* [Prompt]:
Extract the full set of records, then give each one again exactly.

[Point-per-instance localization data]
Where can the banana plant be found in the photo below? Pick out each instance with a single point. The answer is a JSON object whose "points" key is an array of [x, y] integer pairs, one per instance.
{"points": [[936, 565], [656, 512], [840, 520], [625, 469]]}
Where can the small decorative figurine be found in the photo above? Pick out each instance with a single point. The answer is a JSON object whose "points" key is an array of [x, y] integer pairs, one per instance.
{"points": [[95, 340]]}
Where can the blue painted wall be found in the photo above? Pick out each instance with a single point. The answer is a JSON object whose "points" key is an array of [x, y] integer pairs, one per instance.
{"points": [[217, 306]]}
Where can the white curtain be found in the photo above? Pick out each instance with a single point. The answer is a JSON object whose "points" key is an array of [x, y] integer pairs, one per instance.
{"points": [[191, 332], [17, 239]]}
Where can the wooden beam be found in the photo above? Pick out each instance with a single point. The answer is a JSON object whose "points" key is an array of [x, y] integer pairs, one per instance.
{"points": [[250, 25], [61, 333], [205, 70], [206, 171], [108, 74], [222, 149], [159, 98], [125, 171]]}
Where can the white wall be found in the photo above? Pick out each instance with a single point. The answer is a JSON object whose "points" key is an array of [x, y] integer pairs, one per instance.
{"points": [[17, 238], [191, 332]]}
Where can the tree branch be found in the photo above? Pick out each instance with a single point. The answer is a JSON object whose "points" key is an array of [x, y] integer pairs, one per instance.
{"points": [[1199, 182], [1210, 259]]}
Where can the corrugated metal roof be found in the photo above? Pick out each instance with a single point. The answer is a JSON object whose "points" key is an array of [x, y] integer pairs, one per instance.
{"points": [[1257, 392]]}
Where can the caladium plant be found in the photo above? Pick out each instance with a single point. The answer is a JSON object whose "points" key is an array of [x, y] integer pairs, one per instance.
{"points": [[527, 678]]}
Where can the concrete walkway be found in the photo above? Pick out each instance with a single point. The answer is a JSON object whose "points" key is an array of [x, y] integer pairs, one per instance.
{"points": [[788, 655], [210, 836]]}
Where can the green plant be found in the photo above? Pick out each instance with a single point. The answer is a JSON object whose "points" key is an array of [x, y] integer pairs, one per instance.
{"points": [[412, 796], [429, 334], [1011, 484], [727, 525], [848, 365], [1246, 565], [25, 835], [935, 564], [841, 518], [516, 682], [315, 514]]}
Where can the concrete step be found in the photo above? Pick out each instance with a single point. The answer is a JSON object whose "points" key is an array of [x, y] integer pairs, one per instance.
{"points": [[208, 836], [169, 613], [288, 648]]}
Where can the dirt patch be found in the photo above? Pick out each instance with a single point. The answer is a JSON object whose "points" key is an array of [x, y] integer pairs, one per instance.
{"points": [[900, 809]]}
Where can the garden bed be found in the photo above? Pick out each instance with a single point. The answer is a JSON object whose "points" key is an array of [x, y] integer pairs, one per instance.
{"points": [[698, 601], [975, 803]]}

* [Response for this exercise]:
Where can the banana plant be found in the photo below? Pick out each instance with a single point. The answer is a JSON object whose "points" key is an array of [x, y] integer pairs, one per instance.
{"points": [[936, 565], [656, 512], [840, 520], [625, 469]]}
Where can the small decorative figurine be found in the photo above? Pick out each instance with a single point. The answer is a JSON object whose "points" key is an array of [x, y] integer pairs, one per instance.
{"points": [[95, 340]]}
Where can the blue painted wall be found in the photo above? Pick out each instance with a single point. The answer is a JSON object whose "points" key is an array of [x, y] integer pairs, one per instance.
{"points": [[217, 306]]}
Where can the white curtain be found in the photo above? Pick out each instance with a single point. The answer is a JSON object whose "points" key is an array of [x, y] integer pairs, one per instance.
{"points": [[191, 332], [17, 239]]}
Where can the wooden beam be found in the photo above? Pick out each instance with a single point. The answer is a JSON object whose "points" key is an array of [x, y] integer pairs, one per instance.
{"points": [[250, 25], [61, 333], [205, 70], [206, 171], [108, 74], [222, 149], [159, 98], [125, 171]]}
Where can the white wall be found in the photo above? Pick out each instance with a single point. The answer is a JSON object whose "points" key is an array of [x, y] integer pairs, one per instance.
{"points": [[17, 238], [191, 332]]}
Where can the tree branch be found in the photo above? Pick out each instance with a single point. The answer is a JSON object whose "points" key is an array of [x, y] integer pairs, one per instance.
{"points": [[1199, 182], [1210, 259]]}
Where can the corrugated metal roof be found in the photo above? Pick out each instance with a single point. The answer is a JSON object whose "points" key is an array of [x, y] integer pairs, one per instance.
{"points": [[1257, 392]]}
Where can the caladium plant be found in the photo above? Pick out each instance with a single point. The answer is a JSON object whose "points" key is an array of [x, y] integer pairs, one per instance.
{"points": [[527, 678]]}
Where can the concrete walkway be found in the photo above? Pick out each instance with a single point. The answer is a JSON object whose "points" key is an array of [x, y] integer pairs, one per instance.
{"points": [[788, 655], [210, 836]]}
Where can the green plant be found in the photo above? Pick out each instance with a single point. The answer is a JSON object whose "points" key is an array of [x, y] integer pairs, one per instance.
{"points": [[412, 796], [429, 334], [1011, 484], [727, 525], [848, 365], [1246, 565], [25, 835], [935, 564], [841, 518], [516, 682], [315, 514]]}
Where can the concrete step be found in the photo above? Pick out each instance with a single point. The answer is a JSON object whose "points" key is an array of [x, y] integer pairs, one per instance.
{"points": [[208, 836], [169, 613], [288, 648]]}
Where can the dirt patch be found in the photo above? Pick out each instance with a single point. The answer is a JSON object whose "points" key is an array of [x, y] integer pairs, one per instance.
{"points": [[900, 809]]}
Where can the garden bed be found in the photo above? Pick out each instance with a single point. The answer is a JSON object whose "points" key is an array of [x, y] integer pairs, one per instance.
{"points": [[698, 601], [975, 803]]}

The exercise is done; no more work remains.